Excerpted passage:
>>>

An inconvenient medical truth

Global warming can create serious health problems unless we act now.

By Riley Brian

With the start of the 2015 United Nations Climate Change Conference (COP 21), environmentalists, journalists, and policymakers turn their eyes to Le Bourget, France, anticipating a plan to limit greenhouse gas emissions and curb warming. As medical students, we too turn our eyes to Le Bourget. The approaching negotiations will have a profound impact on human health, and as a result, on our futures as clinicians.

Projections from the World Health Organization, World Bank, and Intergovernmental Panel on Climate Change suggest that climate change will affect billions of people and present a major public health crisis in the coming decades. Reports from The Lancet Commission on Health and Climate Change have echoed these concerns, concluding that climate change is the “biggest global health threat of the 21st century.”

<<<

Goal of the exercise:
Copy the part of the climate change article starting at "An inconvenient medical" and ending at "futures as clinicians.". None of the records has any bearing on this.

Records excerpted from a collection:
>>>

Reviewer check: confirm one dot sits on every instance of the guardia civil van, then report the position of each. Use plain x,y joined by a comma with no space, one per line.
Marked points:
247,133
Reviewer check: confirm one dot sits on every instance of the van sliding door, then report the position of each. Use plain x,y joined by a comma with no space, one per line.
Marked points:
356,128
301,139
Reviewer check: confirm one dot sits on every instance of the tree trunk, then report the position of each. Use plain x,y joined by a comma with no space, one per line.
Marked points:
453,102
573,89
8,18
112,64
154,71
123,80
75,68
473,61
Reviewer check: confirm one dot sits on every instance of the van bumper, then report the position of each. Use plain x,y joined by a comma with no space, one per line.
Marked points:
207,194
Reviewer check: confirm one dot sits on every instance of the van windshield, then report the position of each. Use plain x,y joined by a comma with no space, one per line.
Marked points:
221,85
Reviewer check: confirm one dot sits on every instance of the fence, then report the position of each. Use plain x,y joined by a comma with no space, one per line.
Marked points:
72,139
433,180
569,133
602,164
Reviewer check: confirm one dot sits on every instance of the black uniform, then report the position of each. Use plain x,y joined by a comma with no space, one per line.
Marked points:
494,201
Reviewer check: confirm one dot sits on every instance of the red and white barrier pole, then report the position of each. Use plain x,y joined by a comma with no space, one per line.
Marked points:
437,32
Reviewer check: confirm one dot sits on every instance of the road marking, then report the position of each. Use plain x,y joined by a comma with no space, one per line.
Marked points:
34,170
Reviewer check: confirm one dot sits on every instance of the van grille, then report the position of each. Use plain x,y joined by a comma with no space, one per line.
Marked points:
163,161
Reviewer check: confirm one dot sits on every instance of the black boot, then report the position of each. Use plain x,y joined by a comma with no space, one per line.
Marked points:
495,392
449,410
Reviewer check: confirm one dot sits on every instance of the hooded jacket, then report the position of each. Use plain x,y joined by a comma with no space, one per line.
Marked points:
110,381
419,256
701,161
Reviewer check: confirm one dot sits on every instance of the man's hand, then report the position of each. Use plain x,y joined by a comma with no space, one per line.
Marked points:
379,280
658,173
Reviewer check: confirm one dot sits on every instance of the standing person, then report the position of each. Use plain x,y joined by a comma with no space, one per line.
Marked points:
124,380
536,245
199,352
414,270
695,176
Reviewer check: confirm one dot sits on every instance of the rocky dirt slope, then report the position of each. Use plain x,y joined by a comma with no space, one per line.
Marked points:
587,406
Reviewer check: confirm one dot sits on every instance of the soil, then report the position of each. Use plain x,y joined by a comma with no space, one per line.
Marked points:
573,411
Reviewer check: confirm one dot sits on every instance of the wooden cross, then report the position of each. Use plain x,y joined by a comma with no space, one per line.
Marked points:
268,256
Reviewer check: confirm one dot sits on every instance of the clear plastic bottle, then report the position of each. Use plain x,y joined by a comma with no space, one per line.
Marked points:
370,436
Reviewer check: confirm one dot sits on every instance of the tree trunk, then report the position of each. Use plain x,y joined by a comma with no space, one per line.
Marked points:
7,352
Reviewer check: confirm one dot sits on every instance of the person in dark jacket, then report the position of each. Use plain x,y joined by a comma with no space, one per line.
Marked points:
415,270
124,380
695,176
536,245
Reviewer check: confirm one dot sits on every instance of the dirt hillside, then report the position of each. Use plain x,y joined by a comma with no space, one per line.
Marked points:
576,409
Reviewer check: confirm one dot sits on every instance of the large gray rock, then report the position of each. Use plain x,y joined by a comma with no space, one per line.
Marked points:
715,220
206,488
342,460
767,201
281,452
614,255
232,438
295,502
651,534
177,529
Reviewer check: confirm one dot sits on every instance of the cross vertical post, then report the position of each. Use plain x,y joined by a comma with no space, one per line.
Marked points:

<<<

Exercise solution:
An inconvenient medical truth

Global warming can create serious health problems unless we act now.

By Riley Brian

With the start of the 2015 United Nations Climate Change Conference (COP 21), environmentalists, journalists, and policymakers turn their eyes to Le Bourget, France, anticipating a plan to limit greenhouse gas emissions and curb warming. As medical students, we too turn our eyes to Le Bourget. The approaching negotiations will have a profound impact on human health, and as a result, on our futures as clinicians.